Task list
(A) Which people does the Myst article name?
(B) Can you echo the Myst article word for word, everything from "Is it the evil" down to "take, well, time."?
(C) How would the Myst article go on after its last sentence? Write what follows.

Extract to read
Begin
Is it the evil opposite of "Pressed for Time"? It's not THAT evil, really. Join time killer Adam Gallant as he guides you toward the great epics and steers you away from the tedium. It's all about time well spent with games that take, well, time.

Puzzle/Adventure Madness:
Myst and 7th Guest (series)

This one's a little late and you will see why in a bit, but we have yet another Time To Kill with 5 games that will take years off your life, literally. Some call it the "Hunt 'n Peck" genre, others call it "PC Adventure" but most will definitely recognize what you mean when you say a game is a "Myst Clone". Today we look at the Myst series which started it all, and a decent horror spin on the genre: 7th Guest.


Released in 1993 with what could be called "Minimalist" advertising, Myst skyrocketed to become one of the best selling games of the decade, and to this day remains in the top five best selling PC games ever.

The premise of Myst is very simple. Mysteriously you, the player, fall into a book and land on the island described in the book. A man named Atrus was in charge of this island along with his wife and two sons, but they all seem noticeably absent. A look in the local library shows many burned and destroyed books, save for a red and blue book that are on prominent display. A look inside each shows a man trapped inside, much like you are on this island. One, named Sirrus, smoothly pleads for you to search out for red pages to help him escape the book. He also mentions the blue book, with his insane brother Achenar, and says not to get the blue pages to help him escape as he is the reason for the predicament. A look in the blue book shows the as-advertised Achenar babbling mindlessly about blue pages and escaping.

This short snippet of a story sets you on a path filled with mind bending puzzles and beautifully rendered lands in a search for pages, escape, and the truth behind the island. Back in 1993, these puzzles seemed impossible to tackle, although with time they don't seem quite so bad. Still, this is a classic that deserves playtime and even the most hardened puzzle gamer will still take a while to finish this one.
End
Stored records
Begin
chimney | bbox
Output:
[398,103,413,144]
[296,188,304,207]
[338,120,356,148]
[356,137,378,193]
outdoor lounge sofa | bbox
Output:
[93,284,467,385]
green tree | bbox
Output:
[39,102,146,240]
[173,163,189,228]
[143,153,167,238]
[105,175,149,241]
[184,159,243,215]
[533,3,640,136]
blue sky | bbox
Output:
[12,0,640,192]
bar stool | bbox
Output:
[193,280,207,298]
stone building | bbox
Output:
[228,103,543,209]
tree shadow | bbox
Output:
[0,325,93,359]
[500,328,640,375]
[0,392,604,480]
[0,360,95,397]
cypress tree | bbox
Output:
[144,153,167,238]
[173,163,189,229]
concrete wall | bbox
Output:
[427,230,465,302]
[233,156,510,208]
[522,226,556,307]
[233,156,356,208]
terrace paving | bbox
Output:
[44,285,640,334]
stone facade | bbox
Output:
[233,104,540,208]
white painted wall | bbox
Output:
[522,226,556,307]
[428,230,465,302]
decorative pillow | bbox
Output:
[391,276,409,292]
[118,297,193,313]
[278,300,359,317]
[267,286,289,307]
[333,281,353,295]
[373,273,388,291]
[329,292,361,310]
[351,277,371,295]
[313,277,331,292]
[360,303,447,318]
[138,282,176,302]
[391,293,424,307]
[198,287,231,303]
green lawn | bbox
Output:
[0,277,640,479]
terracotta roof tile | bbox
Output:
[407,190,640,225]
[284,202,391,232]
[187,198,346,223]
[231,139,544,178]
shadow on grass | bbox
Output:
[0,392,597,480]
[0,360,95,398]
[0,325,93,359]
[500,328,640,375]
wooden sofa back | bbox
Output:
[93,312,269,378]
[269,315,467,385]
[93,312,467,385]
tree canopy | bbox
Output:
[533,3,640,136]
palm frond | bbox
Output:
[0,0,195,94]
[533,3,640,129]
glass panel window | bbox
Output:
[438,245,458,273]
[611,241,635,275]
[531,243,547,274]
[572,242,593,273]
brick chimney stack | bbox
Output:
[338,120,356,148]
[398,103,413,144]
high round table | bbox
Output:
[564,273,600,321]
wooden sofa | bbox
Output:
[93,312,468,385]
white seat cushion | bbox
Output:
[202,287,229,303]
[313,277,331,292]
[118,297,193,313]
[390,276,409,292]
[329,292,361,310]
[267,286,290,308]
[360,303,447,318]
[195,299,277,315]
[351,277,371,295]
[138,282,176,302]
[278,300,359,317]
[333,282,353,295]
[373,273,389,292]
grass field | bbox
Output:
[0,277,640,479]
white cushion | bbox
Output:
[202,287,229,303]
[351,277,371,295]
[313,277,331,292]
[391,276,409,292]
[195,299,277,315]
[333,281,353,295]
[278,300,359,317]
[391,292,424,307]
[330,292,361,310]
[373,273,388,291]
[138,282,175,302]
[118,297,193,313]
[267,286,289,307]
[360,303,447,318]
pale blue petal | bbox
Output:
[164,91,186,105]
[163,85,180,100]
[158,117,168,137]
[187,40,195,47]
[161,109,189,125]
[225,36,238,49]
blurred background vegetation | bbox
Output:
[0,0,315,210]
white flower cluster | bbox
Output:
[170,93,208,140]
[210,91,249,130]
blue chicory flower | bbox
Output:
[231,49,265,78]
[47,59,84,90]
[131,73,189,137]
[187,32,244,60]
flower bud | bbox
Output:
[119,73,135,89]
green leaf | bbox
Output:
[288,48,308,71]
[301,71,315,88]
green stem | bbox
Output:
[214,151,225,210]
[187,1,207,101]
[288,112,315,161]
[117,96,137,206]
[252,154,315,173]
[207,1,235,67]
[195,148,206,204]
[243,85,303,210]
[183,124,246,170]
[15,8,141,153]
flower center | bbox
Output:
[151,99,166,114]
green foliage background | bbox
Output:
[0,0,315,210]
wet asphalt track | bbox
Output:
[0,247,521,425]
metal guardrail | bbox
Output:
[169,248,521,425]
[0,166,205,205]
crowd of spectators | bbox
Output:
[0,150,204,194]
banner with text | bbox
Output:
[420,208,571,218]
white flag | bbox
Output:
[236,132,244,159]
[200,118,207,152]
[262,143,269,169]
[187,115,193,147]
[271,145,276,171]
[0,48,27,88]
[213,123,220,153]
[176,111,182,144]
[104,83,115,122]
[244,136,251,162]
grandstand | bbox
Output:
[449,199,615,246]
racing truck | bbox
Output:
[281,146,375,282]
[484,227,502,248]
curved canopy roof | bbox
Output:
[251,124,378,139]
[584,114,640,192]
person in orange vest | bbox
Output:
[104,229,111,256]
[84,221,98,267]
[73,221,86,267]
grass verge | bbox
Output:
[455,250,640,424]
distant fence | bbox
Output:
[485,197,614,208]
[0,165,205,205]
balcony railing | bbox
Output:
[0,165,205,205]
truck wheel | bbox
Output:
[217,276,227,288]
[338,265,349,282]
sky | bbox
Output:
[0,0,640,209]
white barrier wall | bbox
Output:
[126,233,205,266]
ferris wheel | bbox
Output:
End
Results for the exercise
(A) Adam Gallant, Atrus, Sirrus, Achenar

(B)
Is it the evil opposite of "Pressed for Time"? It's not THAT evil, really. Join time killer Adam Gallant as he guides you toward the great epics and steers you away from the tedium. It's all about time well spent with games that take, well, time.

(C)
Time to kill: 10-50 hours, depending on your speed and patience.


Atrus summons you as you leave Myst Island... seems as if there's more trouble afoot and since you handled Myst so well he wants your help. This time the conflicting force is his father, Ghen, and the age he was banished to for acts against the D'ni code. Even worse, Ghen has the one thing he knows would force Atrus to seek him out: his wife Catherine. You must go forth and explore the massive land of Riven and help Atrus save the age, Catherine, and it's people.

This game was massive for it's time, even in 1997. Taking up 5 CD's with breathtaking visuals and a perfectly ambient soundtrack, Riven was as immersive as it was frustrating. For fans of Myst who are used to finding a clue for a puzzle then finding said puzzle to solve it, Riven threw a curveball. The entire 5CD island was one giant puzzle with smaller puzzles interspersed. When playing, it took a good two hours of exploration before coming across a puzzle that could be solved on sight. After that, however, was a chain reaction which allowed other puzzles to be solved, which set other puzzles available and so on. For the impatient gamer, it could be very frustrating but with enough time given, it's worth it. The plotline and feeling of success of outsmarting Ghen's puzzles make this game a dark sheep in the series, but an enjoyable one nonetheless.

Time To Kill: Depending on how fast you overcome it's molasses-slow start, anywhere from 15 to 45 hours. Some puzzles in this game are absolute killers, but never reach the truly impossible point.

Myst III: Exile

You once again meet up with Atrus, this time in a lovely age Atrus set up as a temporary home. He has people ready and willing to resurrect D'Ni and everything is all set. The new D'Ni even have a new age to call home... at least they do until someone links into Atrus' Den, throws a firebomb at his books and steals the new Age! He taunts Atrus, calling him to follow but Atrus yells for someone to go in his place as he tries to salvage the library. With no recourse, you hop into the linking book the villain left behind and set off to try and save the new D'Ni age.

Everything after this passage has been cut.